***** Dataset records *****

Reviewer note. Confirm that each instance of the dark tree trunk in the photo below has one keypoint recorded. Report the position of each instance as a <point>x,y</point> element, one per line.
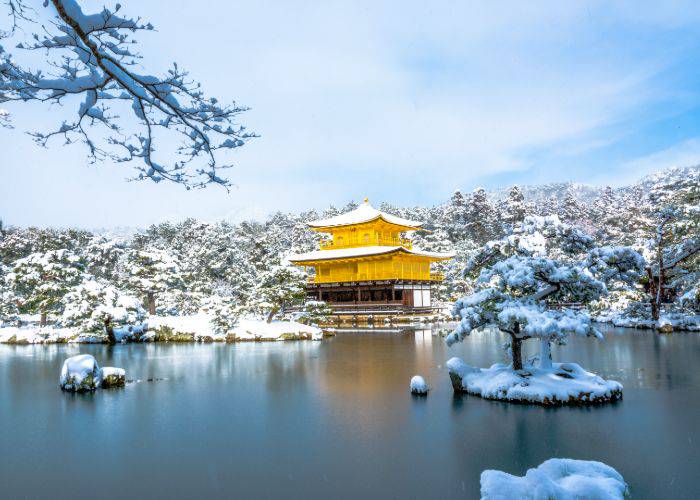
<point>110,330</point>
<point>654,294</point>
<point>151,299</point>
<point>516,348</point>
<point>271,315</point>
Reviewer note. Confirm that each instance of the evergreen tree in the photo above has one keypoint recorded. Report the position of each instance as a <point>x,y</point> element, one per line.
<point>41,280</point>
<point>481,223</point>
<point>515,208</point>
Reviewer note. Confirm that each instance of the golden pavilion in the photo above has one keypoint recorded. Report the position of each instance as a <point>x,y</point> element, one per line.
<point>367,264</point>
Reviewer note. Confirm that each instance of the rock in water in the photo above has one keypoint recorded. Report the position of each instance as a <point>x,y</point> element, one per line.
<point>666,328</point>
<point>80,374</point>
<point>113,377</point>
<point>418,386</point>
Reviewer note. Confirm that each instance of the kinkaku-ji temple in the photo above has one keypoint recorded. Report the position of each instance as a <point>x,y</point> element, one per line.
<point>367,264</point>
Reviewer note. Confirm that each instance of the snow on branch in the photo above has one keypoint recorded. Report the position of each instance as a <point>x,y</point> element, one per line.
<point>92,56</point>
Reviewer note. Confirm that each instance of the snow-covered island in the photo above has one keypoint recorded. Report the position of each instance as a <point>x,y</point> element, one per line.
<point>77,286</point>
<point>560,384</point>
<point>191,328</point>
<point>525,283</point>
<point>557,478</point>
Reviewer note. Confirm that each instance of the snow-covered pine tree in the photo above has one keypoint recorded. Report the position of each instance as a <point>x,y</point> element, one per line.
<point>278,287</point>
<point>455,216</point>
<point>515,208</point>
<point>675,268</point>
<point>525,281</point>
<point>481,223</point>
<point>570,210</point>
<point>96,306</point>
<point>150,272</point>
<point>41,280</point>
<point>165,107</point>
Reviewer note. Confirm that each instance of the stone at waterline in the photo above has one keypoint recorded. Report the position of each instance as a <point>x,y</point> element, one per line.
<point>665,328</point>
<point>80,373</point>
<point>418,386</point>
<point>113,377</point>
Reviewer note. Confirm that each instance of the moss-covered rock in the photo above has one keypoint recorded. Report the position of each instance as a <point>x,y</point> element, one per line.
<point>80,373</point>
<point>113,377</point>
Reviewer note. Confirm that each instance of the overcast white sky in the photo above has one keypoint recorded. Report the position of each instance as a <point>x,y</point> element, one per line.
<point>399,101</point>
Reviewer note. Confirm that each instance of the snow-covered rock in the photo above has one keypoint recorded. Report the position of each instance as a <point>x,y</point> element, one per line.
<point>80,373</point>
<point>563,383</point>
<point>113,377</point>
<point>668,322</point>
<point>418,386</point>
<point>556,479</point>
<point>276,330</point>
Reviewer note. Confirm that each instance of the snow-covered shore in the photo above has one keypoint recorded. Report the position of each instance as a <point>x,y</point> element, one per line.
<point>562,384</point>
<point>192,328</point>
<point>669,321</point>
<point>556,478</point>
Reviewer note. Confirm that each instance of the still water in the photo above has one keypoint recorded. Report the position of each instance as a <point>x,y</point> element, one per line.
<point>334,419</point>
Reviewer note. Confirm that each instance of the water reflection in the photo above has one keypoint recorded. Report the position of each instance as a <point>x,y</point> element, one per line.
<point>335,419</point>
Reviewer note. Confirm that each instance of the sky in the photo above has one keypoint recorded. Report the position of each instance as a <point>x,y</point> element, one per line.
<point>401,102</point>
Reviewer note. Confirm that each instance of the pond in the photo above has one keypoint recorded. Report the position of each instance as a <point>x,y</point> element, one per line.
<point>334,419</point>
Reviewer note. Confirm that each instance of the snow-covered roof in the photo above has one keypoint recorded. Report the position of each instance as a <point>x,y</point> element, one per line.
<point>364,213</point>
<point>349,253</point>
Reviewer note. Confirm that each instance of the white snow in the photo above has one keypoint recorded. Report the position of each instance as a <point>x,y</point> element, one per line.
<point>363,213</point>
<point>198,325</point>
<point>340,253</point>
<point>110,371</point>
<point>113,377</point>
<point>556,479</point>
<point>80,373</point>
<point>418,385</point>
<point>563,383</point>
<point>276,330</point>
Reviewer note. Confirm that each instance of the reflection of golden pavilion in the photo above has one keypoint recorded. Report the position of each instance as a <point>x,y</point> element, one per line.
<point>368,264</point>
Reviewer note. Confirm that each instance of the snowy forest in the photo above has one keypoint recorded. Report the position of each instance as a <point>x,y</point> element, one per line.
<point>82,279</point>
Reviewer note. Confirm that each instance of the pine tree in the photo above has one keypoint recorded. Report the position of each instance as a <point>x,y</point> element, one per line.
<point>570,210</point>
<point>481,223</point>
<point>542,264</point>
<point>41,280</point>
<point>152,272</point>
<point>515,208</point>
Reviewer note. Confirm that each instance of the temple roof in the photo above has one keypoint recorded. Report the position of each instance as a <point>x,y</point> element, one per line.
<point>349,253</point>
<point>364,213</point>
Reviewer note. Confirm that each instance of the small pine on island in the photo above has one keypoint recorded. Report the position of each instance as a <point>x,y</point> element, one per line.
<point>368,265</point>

*****
***** Dataset records *****

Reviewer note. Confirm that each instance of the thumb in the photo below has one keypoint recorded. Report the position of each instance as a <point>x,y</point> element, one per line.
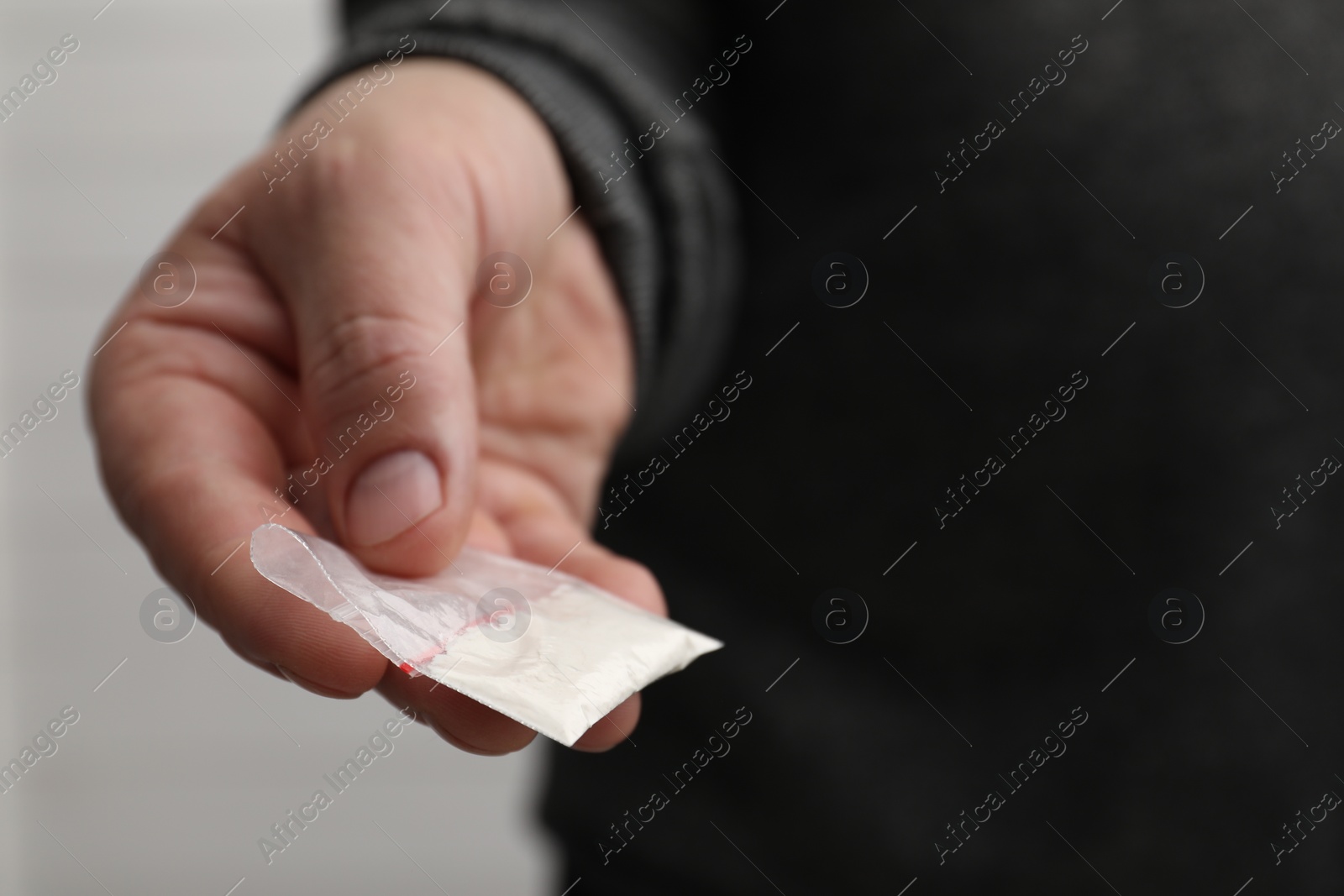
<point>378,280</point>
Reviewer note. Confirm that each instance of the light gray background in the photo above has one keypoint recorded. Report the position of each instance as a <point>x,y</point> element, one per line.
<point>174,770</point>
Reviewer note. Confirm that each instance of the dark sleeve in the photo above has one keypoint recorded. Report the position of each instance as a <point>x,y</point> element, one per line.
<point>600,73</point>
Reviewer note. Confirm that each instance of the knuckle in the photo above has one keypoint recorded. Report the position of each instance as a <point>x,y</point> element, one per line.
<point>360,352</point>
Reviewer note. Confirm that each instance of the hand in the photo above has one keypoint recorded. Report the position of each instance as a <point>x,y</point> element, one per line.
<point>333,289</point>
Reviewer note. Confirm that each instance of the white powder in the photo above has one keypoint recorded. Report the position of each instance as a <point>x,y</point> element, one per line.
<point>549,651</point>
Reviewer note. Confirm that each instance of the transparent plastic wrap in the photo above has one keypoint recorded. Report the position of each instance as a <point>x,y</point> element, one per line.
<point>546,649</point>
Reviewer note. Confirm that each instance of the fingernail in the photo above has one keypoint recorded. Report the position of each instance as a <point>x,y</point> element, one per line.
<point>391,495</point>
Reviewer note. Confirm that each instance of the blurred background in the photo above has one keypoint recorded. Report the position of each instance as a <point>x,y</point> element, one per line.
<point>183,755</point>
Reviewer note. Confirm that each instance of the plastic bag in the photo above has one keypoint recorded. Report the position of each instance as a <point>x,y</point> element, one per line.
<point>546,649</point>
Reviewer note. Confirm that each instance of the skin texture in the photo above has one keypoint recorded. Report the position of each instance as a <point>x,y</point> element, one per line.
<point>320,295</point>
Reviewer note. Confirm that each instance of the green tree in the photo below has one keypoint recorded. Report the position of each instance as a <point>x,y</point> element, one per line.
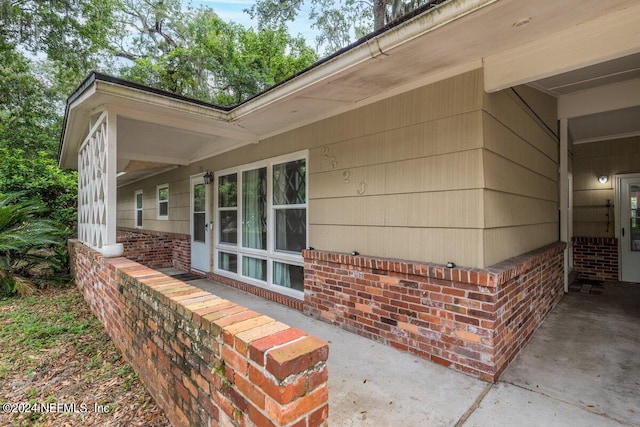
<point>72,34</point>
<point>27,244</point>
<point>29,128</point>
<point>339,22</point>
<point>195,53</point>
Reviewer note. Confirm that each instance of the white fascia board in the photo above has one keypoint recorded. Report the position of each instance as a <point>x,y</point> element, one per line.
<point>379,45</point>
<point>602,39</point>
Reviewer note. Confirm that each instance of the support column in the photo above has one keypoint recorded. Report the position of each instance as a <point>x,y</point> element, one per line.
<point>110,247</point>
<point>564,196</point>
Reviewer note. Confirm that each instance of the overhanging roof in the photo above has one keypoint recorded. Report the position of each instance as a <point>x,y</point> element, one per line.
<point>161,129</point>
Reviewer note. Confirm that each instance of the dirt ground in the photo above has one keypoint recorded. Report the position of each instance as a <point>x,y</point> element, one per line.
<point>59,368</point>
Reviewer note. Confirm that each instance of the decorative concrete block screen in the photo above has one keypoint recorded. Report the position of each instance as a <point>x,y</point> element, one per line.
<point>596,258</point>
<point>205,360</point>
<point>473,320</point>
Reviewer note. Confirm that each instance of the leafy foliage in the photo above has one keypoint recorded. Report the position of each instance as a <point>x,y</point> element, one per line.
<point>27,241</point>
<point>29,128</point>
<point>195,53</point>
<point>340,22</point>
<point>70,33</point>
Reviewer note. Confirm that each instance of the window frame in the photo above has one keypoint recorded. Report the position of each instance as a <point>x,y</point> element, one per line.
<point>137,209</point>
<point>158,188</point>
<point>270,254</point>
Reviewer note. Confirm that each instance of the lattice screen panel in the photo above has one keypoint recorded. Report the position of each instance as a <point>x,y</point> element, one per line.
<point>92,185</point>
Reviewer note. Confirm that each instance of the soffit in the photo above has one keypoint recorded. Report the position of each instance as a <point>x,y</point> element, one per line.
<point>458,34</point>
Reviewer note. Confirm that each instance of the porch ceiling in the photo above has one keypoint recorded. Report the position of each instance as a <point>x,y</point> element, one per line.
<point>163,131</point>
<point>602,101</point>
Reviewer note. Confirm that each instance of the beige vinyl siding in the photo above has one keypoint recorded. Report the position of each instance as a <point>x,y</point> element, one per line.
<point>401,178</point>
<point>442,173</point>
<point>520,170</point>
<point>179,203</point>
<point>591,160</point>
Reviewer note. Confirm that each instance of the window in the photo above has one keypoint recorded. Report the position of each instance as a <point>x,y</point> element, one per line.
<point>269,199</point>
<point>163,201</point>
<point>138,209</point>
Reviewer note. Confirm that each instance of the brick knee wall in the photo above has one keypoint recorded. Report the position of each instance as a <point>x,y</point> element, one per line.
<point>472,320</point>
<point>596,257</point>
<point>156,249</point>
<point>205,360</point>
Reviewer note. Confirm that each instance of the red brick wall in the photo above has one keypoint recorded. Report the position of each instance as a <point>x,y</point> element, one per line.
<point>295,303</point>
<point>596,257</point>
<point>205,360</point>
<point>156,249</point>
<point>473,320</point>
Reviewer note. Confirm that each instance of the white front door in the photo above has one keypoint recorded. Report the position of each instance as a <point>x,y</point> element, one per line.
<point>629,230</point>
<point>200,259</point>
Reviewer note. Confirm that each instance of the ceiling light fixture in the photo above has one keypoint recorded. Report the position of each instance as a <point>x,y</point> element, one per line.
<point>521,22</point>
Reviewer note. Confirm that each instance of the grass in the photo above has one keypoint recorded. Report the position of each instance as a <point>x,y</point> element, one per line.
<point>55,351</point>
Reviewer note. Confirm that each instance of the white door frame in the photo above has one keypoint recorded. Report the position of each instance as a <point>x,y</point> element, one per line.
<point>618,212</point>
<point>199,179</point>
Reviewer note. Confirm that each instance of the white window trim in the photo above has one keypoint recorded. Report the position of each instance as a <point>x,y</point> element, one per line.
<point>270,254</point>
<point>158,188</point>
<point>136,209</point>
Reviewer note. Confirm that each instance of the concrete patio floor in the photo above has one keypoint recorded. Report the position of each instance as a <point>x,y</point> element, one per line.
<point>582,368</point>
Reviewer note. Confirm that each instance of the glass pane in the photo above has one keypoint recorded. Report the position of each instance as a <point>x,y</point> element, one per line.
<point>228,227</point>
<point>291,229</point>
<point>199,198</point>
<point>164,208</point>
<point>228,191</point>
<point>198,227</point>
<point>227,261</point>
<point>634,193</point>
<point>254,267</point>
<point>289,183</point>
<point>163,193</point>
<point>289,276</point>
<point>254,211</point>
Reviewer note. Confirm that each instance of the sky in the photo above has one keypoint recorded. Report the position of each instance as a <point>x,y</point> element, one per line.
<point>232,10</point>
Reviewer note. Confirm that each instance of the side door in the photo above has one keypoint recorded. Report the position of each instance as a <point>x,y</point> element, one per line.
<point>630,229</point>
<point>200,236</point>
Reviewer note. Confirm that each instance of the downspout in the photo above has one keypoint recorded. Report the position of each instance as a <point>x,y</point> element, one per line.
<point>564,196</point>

*****

▶ Task directions
Edit the rows from the line with "Reviewer note. Confirm that each instance of the white front" up to and including the line with "<point>199,179</point>", putting "overhead lamp" in place of "ceiling light fixture" and leaving everything else unchanged.

▶ Solved problem
Reviewer note. Confirm that each instance of the white front door in the photo above has one keypoint recorded. Report the position of each instance as a <point>x,y</point> element, one per line.
<point>629,230</point>
<point>200,259</point>
Reviewer note. Confirm that each instance of the overhead lamp in the photo above has one keypoint recorded. Report the position of each instance as a <point>x,y</point> element, one per line.
<point>521,22</point>
Reviewer note. Confirm that each instance of the grass in the photo above has one keypoint recorded. Report the position of each instance as a <point>x,y</point> element, one per line.
<point>55,351</point>
Reviewer note. Confirm that each instance of the white door frame in the photo above has one keypoint recorded. Report the position of each instance as a <point>x,y</point> element, one per line.
<point>618,212</point>
<point>199,179</point>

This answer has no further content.